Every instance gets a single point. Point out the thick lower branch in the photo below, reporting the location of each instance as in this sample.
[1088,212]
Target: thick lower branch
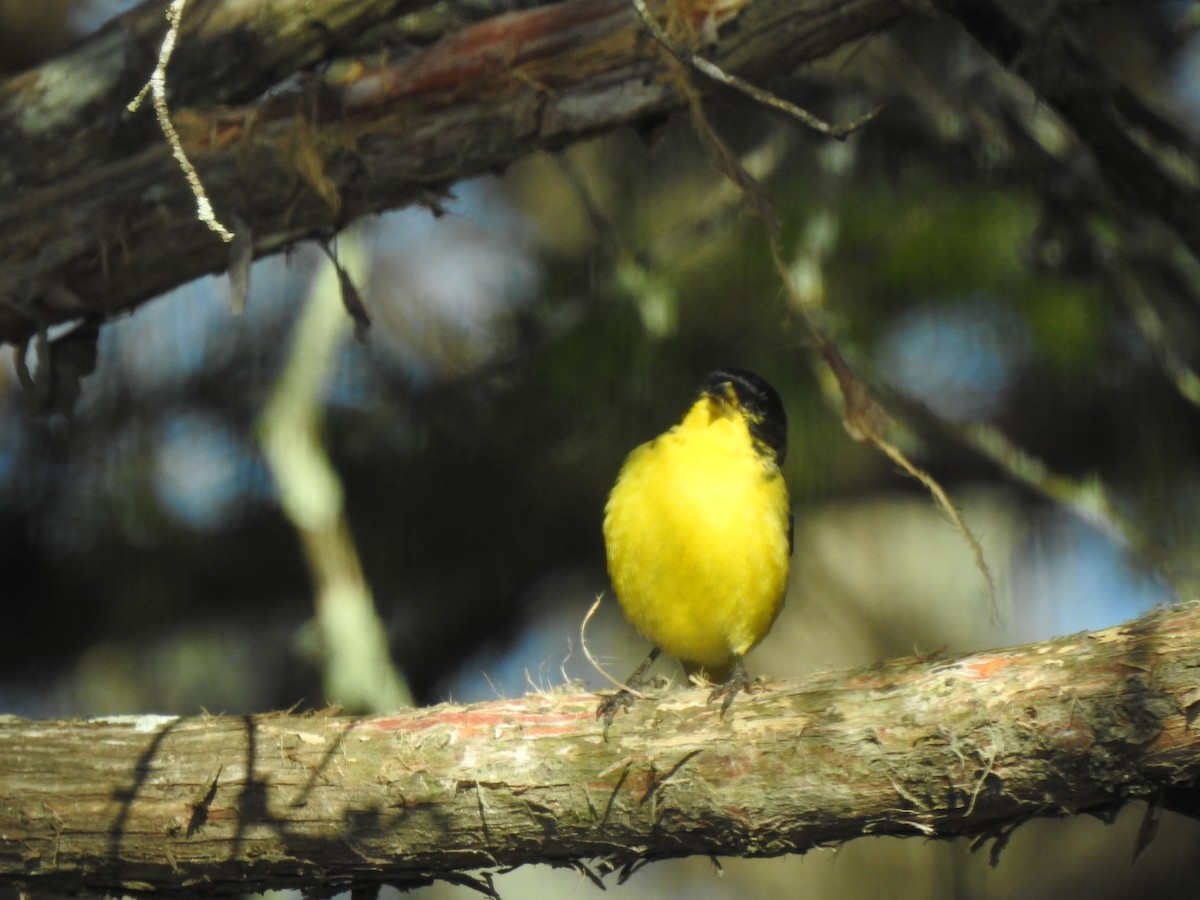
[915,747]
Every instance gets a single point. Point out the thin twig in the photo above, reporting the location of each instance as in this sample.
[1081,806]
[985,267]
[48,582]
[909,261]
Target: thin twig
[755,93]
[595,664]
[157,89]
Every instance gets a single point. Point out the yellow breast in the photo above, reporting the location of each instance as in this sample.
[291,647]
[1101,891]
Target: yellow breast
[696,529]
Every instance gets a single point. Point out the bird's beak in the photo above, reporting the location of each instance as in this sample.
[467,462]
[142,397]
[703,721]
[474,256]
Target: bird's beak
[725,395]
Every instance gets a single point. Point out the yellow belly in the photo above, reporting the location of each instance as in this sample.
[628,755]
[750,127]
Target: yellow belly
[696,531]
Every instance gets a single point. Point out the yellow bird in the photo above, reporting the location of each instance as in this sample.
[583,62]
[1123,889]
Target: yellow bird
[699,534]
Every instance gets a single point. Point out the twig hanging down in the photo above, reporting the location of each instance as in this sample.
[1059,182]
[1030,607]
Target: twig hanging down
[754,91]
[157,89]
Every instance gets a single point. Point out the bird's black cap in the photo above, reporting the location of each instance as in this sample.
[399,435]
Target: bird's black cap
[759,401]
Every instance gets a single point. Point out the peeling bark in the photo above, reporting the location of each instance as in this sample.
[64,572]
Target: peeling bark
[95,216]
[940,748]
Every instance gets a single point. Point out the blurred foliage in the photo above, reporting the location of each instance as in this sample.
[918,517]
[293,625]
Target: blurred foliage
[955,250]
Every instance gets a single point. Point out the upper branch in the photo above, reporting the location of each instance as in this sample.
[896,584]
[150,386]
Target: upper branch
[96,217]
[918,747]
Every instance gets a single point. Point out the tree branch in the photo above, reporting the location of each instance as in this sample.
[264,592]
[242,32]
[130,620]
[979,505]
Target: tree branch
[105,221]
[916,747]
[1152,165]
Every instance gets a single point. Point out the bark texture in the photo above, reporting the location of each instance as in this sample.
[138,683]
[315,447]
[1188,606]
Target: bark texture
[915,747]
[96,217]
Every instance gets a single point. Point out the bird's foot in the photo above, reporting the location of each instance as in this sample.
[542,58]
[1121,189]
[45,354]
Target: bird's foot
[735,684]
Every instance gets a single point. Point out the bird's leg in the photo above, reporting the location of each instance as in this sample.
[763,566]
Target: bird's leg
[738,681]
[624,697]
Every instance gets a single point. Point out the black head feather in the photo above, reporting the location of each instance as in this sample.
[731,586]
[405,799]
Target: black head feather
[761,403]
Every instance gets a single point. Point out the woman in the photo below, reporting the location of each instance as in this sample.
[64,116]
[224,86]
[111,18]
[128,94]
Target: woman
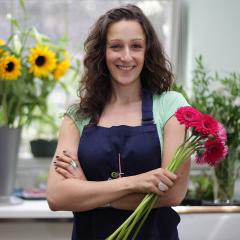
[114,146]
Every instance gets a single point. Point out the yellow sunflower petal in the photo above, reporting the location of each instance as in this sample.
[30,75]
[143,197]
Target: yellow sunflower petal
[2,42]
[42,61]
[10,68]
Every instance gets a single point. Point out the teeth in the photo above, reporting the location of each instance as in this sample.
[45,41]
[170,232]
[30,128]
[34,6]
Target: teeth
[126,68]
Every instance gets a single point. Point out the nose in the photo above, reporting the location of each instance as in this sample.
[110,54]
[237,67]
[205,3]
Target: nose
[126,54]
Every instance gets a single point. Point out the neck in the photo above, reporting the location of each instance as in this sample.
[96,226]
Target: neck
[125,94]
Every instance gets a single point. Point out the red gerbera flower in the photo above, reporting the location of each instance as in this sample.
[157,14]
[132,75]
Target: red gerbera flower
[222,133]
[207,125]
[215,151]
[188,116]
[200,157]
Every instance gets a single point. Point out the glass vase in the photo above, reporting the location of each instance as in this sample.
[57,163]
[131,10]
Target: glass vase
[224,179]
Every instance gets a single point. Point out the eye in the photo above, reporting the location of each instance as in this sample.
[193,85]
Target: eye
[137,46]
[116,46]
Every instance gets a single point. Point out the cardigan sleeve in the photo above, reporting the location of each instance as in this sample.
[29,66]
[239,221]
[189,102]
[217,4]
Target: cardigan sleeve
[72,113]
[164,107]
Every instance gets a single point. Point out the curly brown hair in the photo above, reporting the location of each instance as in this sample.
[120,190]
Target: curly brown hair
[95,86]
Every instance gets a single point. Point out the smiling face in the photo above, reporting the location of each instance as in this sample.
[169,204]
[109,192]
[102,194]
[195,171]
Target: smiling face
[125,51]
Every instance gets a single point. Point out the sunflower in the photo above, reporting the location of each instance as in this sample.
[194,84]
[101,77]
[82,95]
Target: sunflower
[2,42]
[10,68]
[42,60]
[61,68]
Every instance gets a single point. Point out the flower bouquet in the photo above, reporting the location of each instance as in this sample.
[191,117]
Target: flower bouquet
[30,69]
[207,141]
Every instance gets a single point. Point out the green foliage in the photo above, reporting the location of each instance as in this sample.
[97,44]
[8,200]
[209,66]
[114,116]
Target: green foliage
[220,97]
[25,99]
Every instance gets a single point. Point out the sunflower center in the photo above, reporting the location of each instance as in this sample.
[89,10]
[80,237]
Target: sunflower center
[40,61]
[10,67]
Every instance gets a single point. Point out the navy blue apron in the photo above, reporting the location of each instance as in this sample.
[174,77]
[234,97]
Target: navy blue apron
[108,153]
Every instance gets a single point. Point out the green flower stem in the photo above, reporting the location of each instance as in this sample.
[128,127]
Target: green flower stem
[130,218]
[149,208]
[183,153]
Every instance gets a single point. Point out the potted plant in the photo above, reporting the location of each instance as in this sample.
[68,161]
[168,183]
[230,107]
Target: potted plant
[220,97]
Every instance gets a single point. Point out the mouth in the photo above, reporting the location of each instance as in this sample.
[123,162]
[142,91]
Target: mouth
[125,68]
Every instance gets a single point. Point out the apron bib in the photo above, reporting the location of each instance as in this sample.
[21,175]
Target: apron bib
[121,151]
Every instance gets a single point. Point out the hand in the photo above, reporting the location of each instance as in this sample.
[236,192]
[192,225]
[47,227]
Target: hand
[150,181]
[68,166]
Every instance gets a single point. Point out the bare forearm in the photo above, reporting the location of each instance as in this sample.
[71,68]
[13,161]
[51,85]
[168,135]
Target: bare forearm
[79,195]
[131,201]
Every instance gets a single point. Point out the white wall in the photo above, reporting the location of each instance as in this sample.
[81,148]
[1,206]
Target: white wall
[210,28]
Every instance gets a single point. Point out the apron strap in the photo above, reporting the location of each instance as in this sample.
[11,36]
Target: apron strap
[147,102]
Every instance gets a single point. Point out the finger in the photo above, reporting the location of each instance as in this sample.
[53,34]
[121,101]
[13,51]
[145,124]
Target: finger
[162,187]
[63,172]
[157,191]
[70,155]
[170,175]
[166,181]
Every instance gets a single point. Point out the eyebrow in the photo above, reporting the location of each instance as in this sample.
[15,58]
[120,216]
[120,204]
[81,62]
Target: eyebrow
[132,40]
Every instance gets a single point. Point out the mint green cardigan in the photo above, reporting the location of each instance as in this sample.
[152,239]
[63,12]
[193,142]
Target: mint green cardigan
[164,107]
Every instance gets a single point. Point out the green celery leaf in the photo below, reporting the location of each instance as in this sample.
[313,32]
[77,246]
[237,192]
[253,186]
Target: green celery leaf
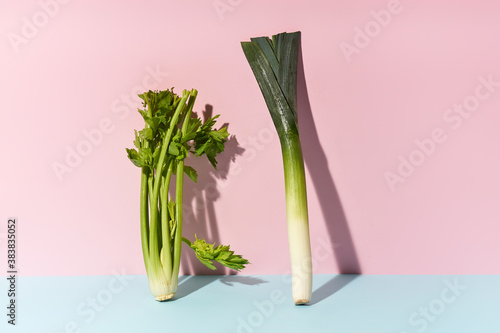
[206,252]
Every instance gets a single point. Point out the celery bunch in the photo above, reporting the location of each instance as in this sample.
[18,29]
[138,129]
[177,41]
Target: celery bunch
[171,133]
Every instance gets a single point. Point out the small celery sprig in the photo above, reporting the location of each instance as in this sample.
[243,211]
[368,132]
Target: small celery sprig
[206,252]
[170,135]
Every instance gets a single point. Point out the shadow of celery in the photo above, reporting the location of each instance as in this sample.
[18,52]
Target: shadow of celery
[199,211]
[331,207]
--
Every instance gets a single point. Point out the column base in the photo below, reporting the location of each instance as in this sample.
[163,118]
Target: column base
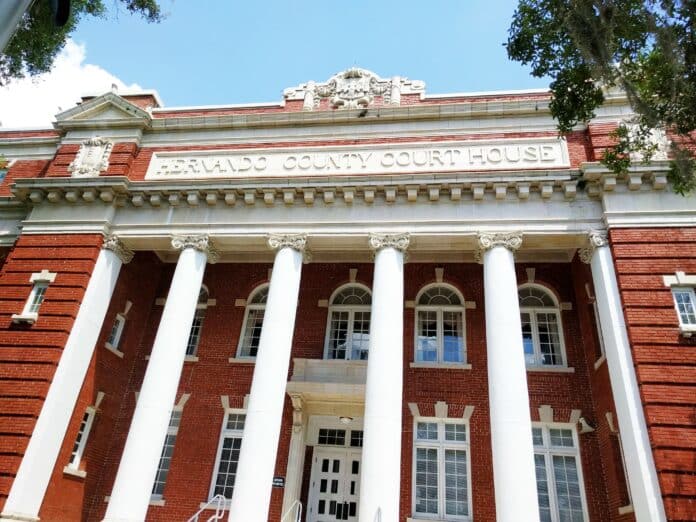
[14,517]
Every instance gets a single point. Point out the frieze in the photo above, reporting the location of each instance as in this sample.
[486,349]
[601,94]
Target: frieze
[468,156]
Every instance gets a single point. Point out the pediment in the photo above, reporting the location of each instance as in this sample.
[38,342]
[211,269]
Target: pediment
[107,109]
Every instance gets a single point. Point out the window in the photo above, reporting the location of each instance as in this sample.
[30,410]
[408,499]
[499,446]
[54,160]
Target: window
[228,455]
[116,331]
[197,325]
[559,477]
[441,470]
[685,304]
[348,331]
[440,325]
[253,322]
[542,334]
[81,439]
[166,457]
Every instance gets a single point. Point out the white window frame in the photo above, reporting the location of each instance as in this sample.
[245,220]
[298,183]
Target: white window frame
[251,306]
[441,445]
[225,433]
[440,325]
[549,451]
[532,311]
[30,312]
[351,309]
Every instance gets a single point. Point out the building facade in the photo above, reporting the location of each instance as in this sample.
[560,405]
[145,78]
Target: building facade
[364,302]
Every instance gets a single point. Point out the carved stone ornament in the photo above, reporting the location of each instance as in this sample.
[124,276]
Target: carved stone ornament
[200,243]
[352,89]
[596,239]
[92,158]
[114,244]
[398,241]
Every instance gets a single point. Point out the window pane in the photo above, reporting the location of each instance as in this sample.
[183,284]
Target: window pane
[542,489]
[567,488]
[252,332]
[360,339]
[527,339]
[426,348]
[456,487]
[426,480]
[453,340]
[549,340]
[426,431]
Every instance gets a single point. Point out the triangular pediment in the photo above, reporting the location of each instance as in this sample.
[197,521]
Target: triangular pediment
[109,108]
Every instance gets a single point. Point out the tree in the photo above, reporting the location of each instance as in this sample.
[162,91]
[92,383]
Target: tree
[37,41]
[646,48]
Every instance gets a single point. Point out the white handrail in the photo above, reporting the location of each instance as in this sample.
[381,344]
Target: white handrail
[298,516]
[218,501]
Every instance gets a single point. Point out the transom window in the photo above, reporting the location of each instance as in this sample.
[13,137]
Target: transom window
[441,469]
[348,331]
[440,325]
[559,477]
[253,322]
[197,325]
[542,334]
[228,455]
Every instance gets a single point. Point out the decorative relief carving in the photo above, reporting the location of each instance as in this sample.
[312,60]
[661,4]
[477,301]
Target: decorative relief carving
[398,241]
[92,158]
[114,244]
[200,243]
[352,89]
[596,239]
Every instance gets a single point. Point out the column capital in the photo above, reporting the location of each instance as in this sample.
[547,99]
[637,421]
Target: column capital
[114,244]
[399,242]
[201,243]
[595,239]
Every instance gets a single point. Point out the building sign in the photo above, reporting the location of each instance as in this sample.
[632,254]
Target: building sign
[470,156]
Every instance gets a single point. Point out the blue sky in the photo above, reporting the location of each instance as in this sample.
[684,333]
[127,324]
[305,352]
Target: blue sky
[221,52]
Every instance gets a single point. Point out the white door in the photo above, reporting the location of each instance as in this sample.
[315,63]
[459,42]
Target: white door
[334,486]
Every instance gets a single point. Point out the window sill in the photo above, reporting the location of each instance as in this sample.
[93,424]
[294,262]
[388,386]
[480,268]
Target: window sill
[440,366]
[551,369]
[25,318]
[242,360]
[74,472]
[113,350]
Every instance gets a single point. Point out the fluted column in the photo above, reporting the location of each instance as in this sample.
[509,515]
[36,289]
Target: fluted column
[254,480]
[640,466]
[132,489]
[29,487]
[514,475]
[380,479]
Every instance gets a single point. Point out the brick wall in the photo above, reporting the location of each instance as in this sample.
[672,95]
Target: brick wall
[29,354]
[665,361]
--
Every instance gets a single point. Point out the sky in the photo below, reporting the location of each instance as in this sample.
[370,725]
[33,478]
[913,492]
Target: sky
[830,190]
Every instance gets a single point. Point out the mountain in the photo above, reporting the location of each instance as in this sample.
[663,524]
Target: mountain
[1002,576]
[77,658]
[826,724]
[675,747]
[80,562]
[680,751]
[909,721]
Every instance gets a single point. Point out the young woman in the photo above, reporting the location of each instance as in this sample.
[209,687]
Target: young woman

Task instructions: Find every line in the rows above that contains the word "forearm", matching case exactly, and copy each one.

Solution to the problem:
Every instance gets a single point. Point out the bare forearm in the photo above, reporting the location of each instance as in this sample.
Target: bare forearm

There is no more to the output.